### Your goal
Output each line exactly as written, from the first line of the records to the line bearing "Need: a dot on every instance of the green grass, one", inclusive, while leaving every picture out.

***

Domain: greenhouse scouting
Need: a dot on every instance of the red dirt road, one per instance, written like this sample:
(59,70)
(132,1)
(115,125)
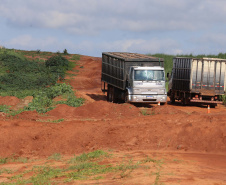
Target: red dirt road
(171,132)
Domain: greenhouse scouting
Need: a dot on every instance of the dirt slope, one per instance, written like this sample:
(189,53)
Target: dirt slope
(122,127)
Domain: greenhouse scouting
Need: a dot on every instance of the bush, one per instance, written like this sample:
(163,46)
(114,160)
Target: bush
(43,100)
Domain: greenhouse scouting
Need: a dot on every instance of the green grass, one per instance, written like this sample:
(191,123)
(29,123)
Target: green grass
(93,166)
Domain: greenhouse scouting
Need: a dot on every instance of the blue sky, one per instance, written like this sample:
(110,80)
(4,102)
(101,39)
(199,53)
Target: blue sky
(90,27)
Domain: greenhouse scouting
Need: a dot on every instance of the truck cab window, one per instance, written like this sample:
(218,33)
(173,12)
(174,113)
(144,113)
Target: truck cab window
(148,75)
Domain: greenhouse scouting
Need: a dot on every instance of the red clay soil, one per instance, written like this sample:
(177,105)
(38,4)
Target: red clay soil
(102,125)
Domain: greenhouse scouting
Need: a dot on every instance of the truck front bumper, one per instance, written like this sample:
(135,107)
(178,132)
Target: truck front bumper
(147,98)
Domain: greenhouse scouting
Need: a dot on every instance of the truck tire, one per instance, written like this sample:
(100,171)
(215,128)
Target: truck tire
(172,99)
(126,97)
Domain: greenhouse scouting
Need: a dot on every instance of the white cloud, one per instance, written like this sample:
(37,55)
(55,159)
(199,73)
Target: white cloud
(92,16)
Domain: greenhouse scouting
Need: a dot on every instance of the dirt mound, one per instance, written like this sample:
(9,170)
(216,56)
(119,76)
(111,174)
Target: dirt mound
(165,110)
(29,115)
(96,110)
(99,124)
(9,100)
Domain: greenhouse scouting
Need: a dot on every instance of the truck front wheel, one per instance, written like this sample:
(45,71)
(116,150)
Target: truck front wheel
(126,97)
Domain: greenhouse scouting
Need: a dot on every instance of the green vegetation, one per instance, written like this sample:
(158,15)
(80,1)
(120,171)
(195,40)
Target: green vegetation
(21,77)
(94,166)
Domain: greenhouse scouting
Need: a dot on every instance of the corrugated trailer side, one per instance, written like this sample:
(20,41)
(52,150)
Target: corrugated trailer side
(181,74)
(113,71)
(208,76)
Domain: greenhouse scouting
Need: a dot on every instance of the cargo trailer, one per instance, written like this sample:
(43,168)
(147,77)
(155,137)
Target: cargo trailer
(197,80)
(132,77)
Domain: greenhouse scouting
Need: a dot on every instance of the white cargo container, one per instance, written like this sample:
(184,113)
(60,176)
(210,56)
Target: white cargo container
(197,80)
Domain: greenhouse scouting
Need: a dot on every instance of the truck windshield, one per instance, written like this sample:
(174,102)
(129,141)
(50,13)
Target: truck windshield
(148,75)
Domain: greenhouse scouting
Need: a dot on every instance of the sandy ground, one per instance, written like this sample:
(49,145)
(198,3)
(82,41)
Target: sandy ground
(191,142)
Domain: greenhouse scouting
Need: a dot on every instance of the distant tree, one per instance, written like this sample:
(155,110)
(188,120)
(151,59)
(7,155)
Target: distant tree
(65,52)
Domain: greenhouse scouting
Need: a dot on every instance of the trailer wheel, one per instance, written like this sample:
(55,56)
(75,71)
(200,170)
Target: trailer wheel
(213,105)
(110,93)
(172,99)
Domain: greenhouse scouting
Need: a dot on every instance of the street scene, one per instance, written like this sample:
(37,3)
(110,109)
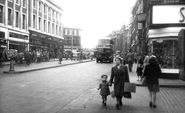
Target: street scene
(73,87)
(92,56)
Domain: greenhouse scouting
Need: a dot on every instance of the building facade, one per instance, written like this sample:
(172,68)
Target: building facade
(159,23)
(45,26)
(14,32)
(72,39)
(30,25)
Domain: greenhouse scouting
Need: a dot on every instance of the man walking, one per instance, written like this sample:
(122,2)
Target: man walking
(130,60)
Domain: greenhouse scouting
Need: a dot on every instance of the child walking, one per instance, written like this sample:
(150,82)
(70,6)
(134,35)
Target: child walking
(139,70)
(104,89)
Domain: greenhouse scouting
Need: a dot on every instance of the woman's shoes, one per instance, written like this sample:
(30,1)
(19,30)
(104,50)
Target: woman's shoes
(152,105)
(117,106)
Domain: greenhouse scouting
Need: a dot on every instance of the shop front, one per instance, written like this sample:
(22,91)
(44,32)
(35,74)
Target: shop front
(163,37)
(18,41)
(3,43)
(43,42)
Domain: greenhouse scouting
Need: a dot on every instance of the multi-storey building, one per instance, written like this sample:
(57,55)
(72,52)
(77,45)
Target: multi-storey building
(45,25)
(72,39)
(14,25)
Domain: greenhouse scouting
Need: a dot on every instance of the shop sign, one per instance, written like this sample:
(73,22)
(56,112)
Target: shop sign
(168,14)
(141,17)
(183,14)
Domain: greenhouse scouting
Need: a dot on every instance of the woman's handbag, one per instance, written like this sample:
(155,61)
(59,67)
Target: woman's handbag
(143,80)
(129,87)
(127,95)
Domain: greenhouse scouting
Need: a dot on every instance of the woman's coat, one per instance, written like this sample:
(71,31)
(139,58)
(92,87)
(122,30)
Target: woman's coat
(119,76)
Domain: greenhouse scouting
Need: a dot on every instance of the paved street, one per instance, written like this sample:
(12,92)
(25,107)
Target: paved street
(71,88)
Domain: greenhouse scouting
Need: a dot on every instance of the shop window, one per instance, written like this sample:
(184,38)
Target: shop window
(45,9)
(34,3)
(39,23)
(40,6)
(53,29)
(17,2)
(34,21)
(44,25)
(166,53)
(23,21)
(49,27)
(56,30)
(49,12)
(24,3)
(16,19)
(1,14)
(9,16)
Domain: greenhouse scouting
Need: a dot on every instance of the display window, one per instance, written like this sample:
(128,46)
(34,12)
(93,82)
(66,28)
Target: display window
(166,53)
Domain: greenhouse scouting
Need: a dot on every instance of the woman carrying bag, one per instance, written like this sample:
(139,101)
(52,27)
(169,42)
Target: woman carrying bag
(152,72)
(119,74)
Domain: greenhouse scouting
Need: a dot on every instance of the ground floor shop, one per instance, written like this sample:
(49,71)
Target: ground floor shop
(163,43)
(45,43)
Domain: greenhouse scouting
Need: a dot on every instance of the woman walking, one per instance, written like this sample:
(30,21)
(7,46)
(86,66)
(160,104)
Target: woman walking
(152,73)
(119,74)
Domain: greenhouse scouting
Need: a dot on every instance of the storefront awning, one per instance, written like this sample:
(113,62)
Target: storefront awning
(164,32)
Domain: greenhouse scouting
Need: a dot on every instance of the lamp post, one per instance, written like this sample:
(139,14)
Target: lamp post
(72,40)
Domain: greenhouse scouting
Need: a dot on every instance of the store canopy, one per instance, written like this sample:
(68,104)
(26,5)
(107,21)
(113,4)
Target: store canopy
(164,32)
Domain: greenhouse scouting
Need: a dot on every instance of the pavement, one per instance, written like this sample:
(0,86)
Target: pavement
(23,68)
(170,99)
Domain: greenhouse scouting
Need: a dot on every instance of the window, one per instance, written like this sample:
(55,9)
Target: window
(45,9)
(16,19)
(56,30)
(17,2)
(44,25)
(39,23)
(49,27)
(34,21)
(1,14)
(77,33)
(24,3)
(40,6)
(56,16)
(68,32)
(23,21)
(49,11)
(53,14)
(59,31)
(9,16)
(53,28)
(34,3)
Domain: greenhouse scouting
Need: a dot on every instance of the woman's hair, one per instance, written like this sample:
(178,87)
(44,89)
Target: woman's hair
(104,75)
(119,58)
(153,60)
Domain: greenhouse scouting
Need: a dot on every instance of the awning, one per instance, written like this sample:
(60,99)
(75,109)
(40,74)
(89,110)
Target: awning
(164,32)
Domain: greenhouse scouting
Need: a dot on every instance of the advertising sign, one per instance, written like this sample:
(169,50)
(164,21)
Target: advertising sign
(168,14)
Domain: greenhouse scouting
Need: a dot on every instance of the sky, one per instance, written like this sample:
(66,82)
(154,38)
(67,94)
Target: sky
(95,18)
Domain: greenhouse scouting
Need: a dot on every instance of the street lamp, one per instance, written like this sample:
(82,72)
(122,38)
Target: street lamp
(72,40)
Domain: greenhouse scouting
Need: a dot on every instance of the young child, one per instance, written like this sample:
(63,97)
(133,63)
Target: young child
(139,70)
(104,89)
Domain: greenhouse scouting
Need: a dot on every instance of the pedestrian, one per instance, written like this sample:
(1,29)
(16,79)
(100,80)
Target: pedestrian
(139,69)
(120,75)
(152,72)
(130,60)
(104,89)
(60,57)
(27,56)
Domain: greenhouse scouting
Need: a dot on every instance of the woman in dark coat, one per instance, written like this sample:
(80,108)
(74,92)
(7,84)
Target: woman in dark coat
(119,74)
(152,73)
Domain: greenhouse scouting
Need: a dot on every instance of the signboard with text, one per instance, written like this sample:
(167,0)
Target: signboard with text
(168,14)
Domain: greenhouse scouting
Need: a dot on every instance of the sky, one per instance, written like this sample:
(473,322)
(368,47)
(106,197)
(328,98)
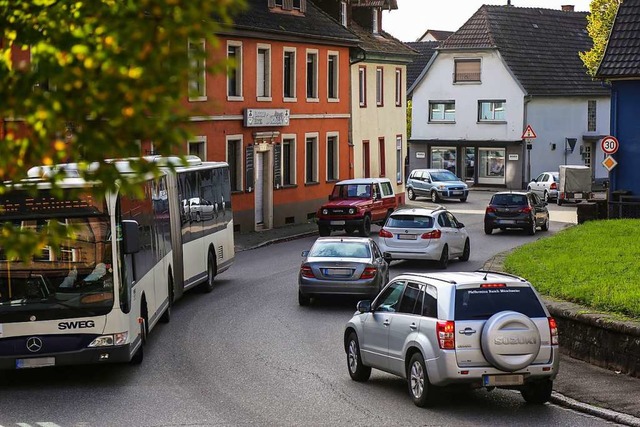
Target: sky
(414,17)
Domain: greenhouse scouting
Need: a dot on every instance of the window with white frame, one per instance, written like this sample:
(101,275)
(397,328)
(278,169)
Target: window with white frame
(234,71)
(362,86)
(442,111)
(197,147)
(197,70)
(332,157)
(288,160)
(289,74)
(398,87)
(332,76)
(467,70)
(311,159)
(343,13)
(312,74)
(491,111)
(591,115)
(379,86)
(234,159)
(263,86)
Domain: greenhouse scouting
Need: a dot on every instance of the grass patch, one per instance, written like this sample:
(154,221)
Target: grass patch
(596,264)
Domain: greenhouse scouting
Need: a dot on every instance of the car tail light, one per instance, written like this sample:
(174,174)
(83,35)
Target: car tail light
(385,233)
(446,335)
(306,271)
(369,273)
(553,328)
(435,234)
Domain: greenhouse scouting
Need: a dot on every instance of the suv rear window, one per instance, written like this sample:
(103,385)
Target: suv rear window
(410,221)
(509,199)
(478,303)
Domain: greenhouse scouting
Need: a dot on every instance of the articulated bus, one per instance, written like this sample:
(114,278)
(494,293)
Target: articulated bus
(96,299)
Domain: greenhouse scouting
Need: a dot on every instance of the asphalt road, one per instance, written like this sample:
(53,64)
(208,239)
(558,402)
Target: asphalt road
(248,354)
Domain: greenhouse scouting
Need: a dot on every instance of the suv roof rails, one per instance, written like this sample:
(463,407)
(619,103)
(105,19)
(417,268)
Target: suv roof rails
(502,273)
(425,275)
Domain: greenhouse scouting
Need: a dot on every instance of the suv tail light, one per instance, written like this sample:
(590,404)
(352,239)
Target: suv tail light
(553,328)
(306,271)
(385,233)
(369,273)
(446,335)
(435,234)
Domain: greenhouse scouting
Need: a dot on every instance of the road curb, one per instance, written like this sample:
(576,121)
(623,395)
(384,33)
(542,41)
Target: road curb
(606,414)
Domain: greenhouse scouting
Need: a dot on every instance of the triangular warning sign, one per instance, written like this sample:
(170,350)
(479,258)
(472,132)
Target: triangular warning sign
(528,133)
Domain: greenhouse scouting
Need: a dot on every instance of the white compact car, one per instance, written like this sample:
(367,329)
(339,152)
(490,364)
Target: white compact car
(424,234)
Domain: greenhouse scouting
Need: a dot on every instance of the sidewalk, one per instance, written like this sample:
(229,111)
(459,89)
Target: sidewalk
(579,385)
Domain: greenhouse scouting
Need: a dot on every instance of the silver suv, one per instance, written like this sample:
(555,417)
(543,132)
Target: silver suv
(481,329)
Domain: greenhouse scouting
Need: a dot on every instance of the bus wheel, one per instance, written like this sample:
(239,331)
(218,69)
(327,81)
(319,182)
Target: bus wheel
(211,273)
(166,316)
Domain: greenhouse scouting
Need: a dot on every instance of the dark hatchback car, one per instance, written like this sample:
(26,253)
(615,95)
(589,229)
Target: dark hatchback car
(516,209)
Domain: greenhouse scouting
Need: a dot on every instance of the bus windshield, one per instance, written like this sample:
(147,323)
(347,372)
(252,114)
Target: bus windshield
(74,281)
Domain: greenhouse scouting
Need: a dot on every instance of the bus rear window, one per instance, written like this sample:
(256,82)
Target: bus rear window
(477,303)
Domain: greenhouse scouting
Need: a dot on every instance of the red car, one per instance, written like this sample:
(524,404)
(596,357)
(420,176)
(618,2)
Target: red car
(355,204)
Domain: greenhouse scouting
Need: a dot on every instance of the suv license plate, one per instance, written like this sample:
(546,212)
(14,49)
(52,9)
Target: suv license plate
(36,362)
(502,380)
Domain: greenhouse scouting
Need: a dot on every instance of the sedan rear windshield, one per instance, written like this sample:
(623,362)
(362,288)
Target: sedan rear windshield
(340,250)
(478,303)
(509,199)
(410,221)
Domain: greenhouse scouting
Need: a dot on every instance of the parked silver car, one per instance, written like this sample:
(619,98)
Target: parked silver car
(436,184)
(431,233)
(545,185)
(479,329)
(342,265)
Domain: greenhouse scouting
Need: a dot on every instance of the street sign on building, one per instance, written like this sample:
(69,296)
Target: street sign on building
(609,163)
(609,144)
(528,133)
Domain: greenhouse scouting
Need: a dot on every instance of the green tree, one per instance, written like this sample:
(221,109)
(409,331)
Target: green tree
(84,81)
(600,21)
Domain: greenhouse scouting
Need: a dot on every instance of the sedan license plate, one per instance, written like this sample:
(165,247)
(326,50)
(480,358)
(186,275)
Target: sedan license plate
(502,380)
(407,236)
(36,362)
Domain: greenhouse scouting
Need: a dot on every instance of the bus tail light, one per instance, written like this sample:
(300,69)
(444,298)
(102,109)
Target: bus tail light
(446,335)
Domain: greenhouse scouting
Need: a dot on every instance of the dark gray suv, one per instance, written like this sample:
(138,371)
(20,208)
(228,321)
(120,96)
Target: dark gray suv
(479,329)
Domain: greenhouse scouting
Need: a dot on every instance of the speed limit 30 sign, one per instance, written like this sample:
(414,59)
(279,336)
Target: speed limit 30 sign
(609,144)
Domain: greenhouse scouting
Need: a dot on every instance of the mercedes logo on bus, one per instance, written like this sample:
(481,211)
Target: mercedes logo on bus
(34,344)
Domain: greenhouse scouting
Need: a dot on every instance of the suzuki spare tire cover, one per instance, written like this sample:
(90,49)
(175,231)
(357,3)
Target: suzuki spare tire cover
(510,341)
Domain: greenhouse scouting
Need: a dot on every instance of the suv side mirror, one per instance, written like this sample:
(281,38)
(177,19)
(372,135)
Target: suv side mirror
(363,306)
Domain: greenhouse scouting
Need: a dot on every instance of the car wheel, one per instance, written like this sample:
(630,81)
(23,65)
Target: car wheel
(324,231)
(303,299)
(444,258)
(422,392)
(357,371)
(538,393)
(411,194)
(545,226)
(466,251)
(365,228)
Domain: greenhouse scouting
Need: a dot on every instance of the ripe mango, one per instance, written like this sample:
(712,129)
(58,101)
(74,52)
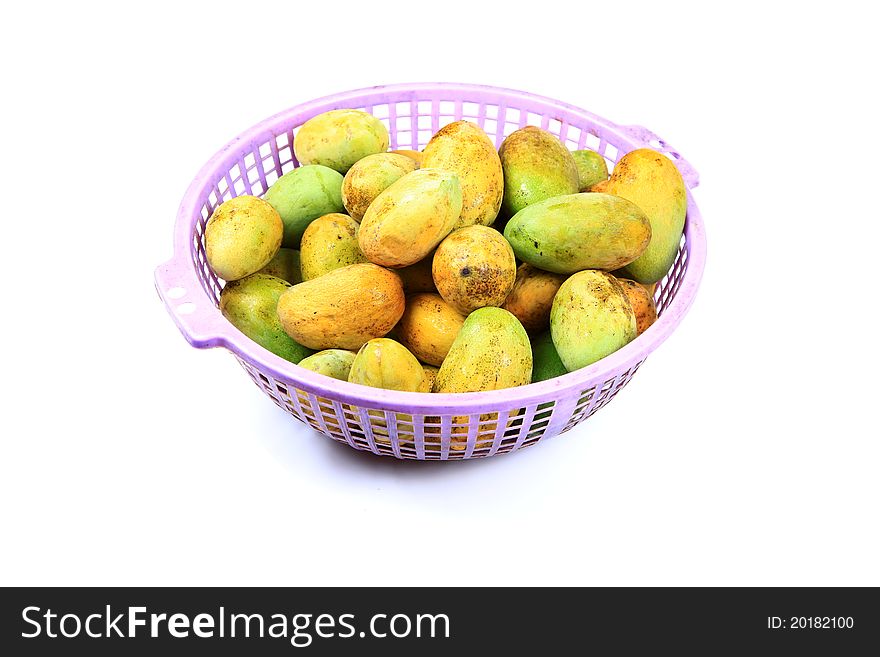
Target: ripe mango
(416,156)
(428,327)
(371,176)
(653,182)
(536,167)
(249,304)
(474,267)
(532,296)
(241,237)
(339,138)
(465,150)
(566,234)
(591,318)
(302,195)
(344,308)
(384,363)
(410,218)
(418,277)
(642,303)
(490,352)
(430,377)
(330,242)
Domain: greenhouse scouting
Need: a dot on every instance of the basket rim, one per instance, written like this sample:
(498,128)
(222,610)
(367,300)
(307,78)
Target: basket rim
(208,328)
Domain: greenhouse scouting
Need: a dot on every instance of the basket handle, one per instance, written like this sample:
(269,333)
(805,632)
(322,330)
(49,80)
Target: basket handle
(650,140)
(192,310)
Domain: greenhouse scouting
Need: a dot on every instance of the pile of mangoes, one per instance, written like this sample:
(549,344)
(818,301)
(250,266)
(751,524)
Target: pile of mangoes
(455,269)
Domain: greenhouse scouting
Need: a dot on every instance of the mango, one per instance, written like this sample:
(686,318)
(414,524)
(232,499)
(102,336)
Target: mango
(344,308)
(465,150)
(249,304)
(591,318)
(430,377)
(302,195)
(566,234)
(653,182)
(335,363)
(592,169)
(416,156)
(601,187)
(490,352)
(384,363)
(371,176)
(642,303)
(474,267)
(285,265)
(428,327)
(339,138)
(241,237)
(410,218)
(418,277)
(330,242)
(536,167)
(532,296)
(547,363)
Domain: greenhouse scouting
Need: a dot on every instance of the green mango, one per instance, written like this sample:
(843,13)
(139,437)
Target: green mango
(242,236)
(302,195)
(591,317)
(285,265)
(653,182)
(335,363)
(591,168)
(250,305)
(490,352)
(536,167)
(547,364)
(330,242)
(566,234)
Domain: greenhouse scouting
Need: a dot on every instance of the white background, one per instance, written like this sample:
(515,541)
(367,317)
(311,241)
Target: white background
(744,452)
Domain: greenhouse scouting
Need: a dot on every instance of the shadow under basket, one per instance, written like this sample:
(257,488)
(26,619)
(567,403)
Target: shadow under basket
(423,426)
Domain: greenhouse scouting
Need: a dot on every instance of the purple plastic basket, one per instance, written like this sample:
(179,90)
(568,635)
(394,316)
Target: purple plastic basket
(424,426)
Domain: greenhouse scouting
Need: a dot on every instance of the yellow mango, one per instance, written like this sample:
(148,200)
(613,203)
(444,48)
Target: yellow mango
(242,236)
(330,242)
(369,177)
(532,296)
(344,308)
(652,181)
(428,327)
(474,267)
(410,218)
(465,150)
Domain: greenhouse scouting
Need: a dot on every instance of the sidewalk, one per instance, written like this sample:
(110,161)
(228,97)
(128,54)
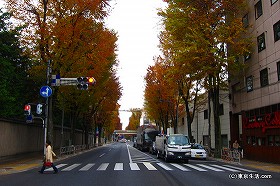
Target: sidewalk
(20,163)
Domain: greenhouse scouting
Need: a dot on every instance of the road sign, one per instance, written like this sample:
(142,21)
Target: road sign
(45,91)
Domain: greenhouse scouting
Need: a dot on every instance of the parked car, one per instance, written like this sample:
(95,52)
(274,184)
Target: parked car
(198,151)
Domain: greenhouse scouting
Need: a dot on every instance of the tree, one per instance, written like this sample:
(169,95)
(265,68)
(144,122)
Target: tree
(13,70)
(206,37)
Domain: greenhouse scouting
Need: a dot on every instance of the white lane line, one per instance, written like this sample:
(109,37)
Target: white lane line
(226,168)
(57,166)
(103,166)
(101,155)
(87,167)
(71,167)
(164,166)
(134,166)
(195,167)
(180,167)
(247,170)
(211,168)
(149,166)
(118,166)
(129,156)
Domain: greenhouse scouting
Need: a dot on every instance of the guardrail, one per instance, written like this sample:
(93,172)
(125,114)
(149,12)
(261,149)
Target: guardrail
(71,149)
(231,155)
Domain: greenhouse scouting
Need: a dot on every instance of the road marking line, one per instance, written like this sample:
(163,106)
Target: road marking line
(247,170)
(211,168)
(195,167)
(71,167)
(134,166)
(87,167)
(149,166)
(180,167)
(164,166)
(103,166)
(118,166)
(226,168)
(57,166)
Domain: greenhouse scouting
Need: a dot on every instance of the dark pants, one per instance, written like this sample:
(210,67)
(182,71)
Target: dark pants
(52,165)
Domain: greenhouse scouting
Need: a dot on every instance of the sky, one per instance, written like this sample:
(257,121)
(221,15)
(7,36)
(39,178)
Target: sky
(138,27)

***

### Exercise response
Domain: greenhouse scouting
Need: a dot on every instance of the red dirt road, one per instance, written like this sample:
(59,70)
(132,1)
(115,125)
Target: red dirt road
(171,132)
Domain: greenhouse scouting
Need: a dot on every instance of the dirt slope, one per instance, written like this sample:
(189,53)
Target: dirt slope
(122,127)
Domain: greenhouse scouting
Need: a dot on every instance of the bush, one per instance, written like this sample:
(163,46)
(114,160)
Target: bush
(43,100)
Domain: greenhouse scouting
Need: a dot on every instance of the green grass, one per instance, written like this sample:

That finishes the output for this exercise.